Stated problem: Write out the material below word for word and line for line, without changing anything.
=== Provided data ===
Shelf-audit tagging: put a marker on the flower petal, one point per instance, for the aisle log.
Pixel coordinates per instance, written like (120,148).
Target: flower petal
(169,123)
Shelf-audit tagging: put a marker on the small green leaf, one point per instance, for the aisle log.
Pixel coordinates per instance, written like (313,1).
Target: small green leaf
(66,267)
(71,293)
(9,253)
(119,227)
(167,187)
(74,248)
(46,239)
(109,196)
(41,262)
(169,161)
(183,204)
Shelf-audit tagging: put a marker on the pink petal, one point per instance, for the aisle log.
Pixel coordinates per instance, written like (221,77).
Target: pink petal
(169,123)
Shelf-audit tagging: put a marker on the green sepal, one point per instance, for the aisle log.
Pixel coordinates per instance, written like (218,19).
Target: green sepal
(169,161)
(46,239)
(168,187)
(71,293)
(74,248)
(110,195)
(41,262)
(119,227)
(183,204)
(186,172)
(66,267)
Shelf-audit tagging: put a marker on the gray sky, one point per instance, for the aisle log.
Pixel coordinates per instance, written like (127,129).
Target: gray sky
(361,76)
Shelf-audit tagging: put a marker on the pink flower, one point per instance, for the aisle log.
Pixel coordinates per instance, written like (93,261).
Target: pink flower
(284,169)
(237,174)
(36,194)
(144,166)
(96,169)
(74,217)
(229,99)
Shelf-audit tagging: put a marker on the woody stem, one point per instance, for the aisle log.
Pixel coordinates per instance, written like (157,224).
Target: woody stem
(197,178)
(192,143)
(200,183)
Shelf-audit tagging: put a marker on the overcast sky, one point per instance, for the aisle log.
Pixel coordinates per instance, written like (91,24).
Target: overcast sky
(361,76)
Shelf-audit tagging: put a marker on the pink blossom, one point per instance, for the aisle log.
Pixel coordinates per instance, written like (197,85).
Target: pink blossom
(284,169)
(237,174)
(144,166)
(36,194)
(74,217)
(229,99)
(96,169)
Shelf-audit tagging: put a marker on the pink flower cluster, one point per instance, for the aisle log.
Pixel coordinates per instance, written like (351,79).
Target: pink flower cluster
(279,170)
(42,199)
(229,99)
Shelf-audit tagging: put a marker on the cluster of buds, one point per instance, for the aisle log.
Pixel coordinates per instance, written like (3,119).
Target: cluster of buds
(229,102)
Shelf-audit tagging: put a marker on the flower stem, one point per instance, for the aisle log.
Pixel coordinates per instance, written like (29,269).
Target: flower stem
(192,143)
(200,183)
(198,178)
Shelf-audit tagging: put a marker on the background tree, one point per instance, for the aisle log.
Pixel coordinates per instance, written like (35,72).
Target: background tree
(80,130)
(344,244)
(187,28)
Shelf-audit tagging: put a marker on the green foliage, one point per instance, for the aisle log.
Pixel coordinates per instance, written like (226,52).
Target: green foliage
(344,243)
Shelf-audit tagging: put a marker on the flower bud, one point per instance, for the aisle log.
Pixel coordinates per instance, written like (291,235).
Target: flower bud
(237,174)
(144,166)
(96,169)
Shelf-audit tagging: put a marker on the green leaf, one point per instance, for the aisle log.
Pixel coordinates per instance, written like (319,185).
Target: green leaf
===
Exercise solution:
Shelf-audit tagging: put a marker on the flower petal, one point per instance, for the aisle log.
Pixel coordinates per instance, written like (120,148).
Target: flower petal
(169,123)
Shelf-audit tagging: put a marker on the small green leaf, one point per instance, for the aisle log.
Pixel coordinates per instance, written like (313,1).
Target: small green leaf
(66,267)
(71,293)
(9,253)
(119,227)
(167,187)
(74,248)
(46,239)
(109,196)
(41,262)
(169,161)
(183,204)
Shelf-audit tagging: put a marker on the pink petal, one point per instance, for the aisle log.
Pixel coordinates per instance, written like (221,77).
Target: pink petal
(169,123)
Shelf-audit tagging: put a marker on the green sepal, one point per instance, for the aisle log.
Pixel coordinates per instance, written like (218,19).
Target: green sepal
(169,161)
(46,239)
(168,187)
(71,293)
(74,248)
(110,195)
(41,262)
(119,227)
(183,204)
(186,172)
(66,267)
Shelf-audit tagging: put a marker on the gray sky, one point per instance, for the aisle log.
Pixel coordinates per instance, written like (127,129).
Target: gray sky
(361,76)
Shelf-audit tagging: put a marker on the pink flower, one point per instance, for the aisle log.
Pixel coordinates per instance, written like (93,261).
Target: pink flower
(284,169)
(237,174)
(36,194)
(144,166)
(96,169)
(74,217)
(229,99)
Shelf-audit tagging: put a marker on the woody stem, one point per instance, for the aisle log.
Pixel coordinates per instance, written like (157,224).
Target: woody stem
(197,178)
(192,143)
(200,183)
Shelf-audit tagging: put a marker on the overcast sky, one point per instance, for the aisle log.
Pixel coordinates per instance, written like (91,24).
Target: overcast sky
(361,76)
Shelf-audit tagging: put a marker on the pink blossom, one point per instance, for the aisle log.
Pixel coordinates per instance, written like (197,85).
Target: pink blossom
(284,169)
(237,174)
(144,166)
(36,194)
(74,217)
(229,99)
(96,169)
Shelf-audit tagging: put a marker on the pink flower cluster, one point per instance, for the aisle log.
Pixel coordinates per instance, written like (351,79).
Target: pink flower cluster
(279,170)
(42,199)
(229,99)
Shelf-audit tagging: put a marker on the cluster of buds, one point per instance, for the aisle log.
Pixel coordinates per instance, written like (3,119).
Target: cluster of buds
(229,102)
Shelf-audit tagging: put a marker on the flower stem, one point per instance, for the aisle log.
Pixel coordinates per instance, written like (29,269).
Target: flower stem
(192,143)
(200,183)
(198,178)
Shelf-audit tagging: put a marker on the background tree, one point per instance, for the aisle log.
Pixel coordinates per instance, written like (35,72).
Target: background tree
(80,130)
(344,244)
(187,28)
Shelf-audit tagging: put a marker on the green foliage, one point per instance, for the aisle log.
Pixel coordinates per instance, written like (226,52).
Target: green foliage
(344,243)
Shelf-audit tagging: put a marker on the flower bud, one point per instance, for the aisle log.
Pixel coordinates per instance, written like (291,235).
Target: flower bud
(237,174)
(144,166)
(96,169)
Shelf-audit tagging: put a marker on the green leaf, one point per instance, for the aisle log.
Pixel coordinates per instance, written like (319,185).
Target: green leaf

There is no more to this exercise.